### POLECENIE
Przepisz fragment danych od wiersza zawierającego „fur in the photo above.” aż do końca danych i zamień w nim „white fur” na „brown fur”. Wszystko inne pozostaw bez zmian.

|---|

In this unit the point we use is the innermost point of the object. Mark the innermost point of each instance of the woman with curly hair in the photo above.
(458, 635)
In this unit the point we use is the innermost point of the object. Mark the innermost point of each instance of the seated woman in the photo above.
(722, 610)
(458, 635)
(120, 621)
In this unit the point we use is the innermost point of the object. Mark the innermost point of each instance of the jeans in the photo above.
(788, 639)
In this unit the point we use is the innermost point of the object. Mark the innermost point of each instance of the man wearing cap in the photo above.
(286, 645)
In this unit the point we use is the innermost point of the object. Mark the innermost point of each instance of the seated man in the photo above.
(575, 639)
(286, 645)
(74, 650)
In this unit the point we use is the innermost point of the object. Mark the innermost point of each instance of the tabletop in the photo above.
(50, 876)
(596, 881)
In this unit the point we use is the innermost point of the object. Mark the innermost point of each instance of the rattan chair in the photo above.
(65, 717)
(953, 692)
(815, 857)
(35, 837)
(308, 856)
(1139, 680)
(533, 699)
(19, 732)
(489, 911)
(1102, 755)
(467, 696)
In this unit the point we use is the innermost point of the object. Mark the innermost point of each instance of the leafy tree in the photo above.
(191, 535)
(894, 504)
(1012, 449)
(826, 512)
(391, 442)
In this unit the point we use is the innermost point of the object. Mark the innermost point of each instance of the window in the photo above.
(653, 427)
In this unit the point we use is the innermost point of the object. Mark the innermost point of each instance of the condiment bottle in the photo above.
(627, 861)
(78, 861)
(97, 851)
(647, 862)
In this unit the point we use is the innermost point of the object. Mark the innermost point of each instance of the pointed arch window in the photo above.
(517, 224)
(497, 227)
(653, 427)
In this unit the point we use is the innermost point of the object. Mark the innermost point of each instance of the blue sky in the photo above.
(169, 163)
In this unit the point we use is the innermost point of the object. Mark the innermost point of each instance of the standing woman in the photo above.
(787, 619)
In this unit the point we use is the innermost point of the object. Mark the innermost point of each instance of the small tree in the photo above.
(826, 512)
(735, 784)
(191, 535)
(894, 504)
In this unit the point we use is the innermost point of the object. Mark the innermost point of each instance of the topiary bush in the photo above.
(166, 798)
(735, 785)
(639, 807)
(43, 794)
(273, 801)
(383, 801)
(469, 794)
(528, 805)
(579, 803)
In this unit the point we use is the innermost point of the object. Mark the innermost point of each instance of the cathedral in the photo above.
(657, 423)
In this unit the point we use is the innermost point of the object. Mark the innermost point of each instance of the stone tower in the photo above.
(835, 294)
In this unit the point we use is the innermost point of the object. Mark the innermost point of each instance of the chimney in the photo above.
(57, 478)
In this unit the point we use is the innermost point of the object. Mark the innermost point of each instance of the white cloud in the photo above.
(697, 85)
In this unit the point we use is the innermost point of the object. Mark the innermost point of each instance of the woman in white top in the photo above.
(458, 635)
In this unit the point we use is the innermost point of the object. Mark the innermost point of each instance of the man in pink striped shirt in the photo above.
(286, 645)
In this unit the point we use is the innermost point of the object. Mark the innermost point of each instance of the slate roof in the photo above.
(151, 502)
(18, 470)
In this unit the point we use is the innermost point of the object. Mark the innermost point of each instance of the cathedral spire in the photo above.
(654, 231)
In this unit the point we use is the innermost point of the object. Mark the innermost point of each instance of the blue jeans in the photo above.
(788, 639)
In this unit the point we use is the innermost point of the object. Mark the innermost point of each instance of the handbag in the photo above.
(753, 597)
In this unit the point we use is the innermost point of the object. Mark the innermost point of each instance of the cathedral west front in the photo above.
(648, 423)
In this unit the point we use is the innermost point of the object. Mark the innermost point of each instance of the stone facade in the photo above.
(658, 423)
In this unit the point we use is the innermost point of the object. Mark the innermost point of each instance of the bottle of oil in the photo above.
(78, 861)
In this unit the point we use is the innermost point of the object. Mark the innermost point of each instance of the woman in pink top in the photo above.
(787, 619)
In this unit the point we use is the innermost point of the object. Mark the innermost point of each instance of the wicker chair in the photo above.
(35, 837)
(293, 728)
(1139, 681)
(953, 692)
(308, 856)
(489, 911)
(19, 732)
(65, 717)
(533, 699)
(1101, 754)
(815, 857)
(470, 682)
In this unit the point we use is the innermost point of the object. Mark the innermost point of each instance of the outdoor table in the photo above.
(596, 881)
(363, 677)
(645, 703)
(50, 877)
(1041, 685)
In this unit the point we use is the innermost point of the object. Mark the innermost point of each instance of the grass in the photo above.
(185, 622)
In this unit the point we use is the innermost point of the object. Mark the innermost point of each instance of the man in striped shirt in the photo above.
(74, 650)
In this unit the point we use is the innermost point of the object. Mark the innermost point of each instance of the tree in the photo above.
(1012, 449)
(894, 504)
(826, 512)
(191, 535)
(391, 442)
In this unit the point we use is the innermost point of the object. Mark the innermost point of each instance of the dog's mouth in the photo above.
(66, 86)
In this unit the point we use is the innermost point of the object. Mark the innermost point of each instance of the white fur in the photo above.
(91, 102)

|---|

### ODPOWIEDŹ
In this unit the point we use is the innermost point of the object. Mark the innermost point of each instance of the brown fur in the photo above.
(91, 102)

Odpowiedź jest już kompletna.